What to produce.
Copy every line of the material below verbatim, without any change.

Data excerpts.

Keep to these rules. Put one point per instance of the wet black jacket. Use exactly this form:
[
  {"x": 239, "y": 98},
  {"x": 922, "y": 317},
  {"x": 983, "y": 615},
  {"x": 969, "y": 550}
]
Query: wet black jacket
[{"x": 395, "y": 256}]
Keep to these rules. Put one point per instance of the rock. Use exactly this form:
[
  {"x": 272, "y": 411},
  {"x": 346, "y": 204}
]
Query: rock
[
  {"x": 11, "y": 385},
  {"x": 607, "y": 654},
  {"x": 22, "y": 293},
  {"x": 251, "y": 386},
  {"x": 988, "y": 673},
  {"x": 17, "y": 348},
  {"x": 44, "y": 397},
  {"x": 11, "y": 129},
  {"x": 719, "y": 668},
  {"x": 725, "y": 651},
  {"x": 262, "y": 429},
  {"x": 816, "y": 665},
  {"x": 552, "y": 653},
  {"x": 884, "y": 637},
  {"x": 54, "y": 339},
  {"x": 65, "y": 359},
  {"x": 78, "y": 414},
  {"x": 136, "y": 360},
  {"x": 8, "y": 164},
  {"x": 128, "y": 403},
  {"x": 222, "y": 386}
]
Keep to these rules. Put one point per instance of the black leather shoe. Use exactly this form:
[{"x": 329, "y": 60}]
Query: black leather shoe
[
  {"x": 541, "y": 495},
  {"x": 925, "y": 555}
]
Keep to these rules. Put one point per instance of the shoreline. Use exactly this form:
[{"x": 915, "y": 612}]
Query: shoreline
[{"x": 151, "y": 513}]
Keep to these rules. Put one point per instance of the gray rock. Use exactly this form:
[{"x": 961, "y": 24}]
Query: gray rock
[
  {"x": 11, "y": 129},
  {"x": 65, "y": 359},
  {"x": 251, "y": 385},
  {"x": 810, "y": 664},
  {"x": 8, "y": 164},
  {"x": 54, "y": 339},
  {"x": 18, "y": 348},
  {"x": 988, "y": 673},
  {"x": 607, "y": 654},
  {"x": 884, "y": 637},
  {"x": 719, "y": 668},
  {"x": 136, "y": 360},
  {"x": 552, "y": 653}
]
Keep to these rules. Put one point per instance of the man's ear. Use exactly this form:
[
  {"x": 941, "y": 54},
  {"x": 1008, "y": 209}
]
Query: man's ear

The result.
Keep to these rules. Put one point per instance of the wet black jacket. Use exactly this form:
[
  {"x": 239, "y": 98},
  {"x": 922, "y": 317},
  {"x": 983, "y": 615},
  {"x": 969, "y": 550}
]
Query: wet black jacket
[{"x": 395, "y": 256}]
Keep to these rules. Put one point per instance of the rock. Use exactly this form:
[
  {"x": 272, "y": 411},
  {"x": 346, "y": 204}
]
Query: rock
[
  {"x": 11, "y": 385},
  {"x": 607, "y": 654},
  {"x": 22, "y": 293},
  {"x": 251, "y": 386},
  {"x": 988, "y": 673},
  {"x": 17, "y": 348},
  {"x": 44, "y": 397},
  {"x": 11, "y": 129},
  {"x": 719, "y": 668},
  {"x": 725, "y": 651},
  {"x": 262, "y": 429},
  {"x": 816, "y": 665},
  {"x": 552, "y": 653},
  {"x": 884, "y": 637},
  {"x": 54, "y": 339},
  {"x": 65, "y": 359},
  {"x": 78, "y": 414},
  {"x": 136, "y": 360},
  {"x": 8, "y": 164},
  {"x": 128, "y": 403},
  {"x": 222, "y": 386}
]
Keep to these rules. Put one point per instance of the black leather shoe. Use exactly this form:
[{"x": 329, "y": 60}]
Query: black leather shoe
[
  {"x": 541, "y": 495},
  {"x": 925, "y": 555}
]
Keep to these rules. Put one point per instance of the shoreline. Use exactly this form:
[{"x": 915, "y": 612}]
Query: shoreline
[{"x": 151, "y": 513}]
Keep to these rules. Put one point per instance of the gray rock. Use exactly this form:
[{"x": 961, "y": 24}]
Query: gray rock
[
  {"x": 11, "y": 129},
  {"x": 65, "y": 359},
  {"x": 251, "y": 385},
  {"x": 810, "y": 664},
  {"x": 8, "y": 164},
  {"x": 54, "y": 339},
  {"x": 18, "y": 348},
  {"x": 988, "y": 673},
  {"x": 607, "y": 654},
  {"x": 884, "y": 637},
  {"x": 719, "y": 668},
  {"x": 136, "y": 360},
  {"x": 552, "y": 653}
]
Keep to these rules. Put one point per instance of the man's ear. Use exactly this form:
[
  {"x": 941, "y": 54},
  {"x": 1008, "y": 209}
]
Query: man's ear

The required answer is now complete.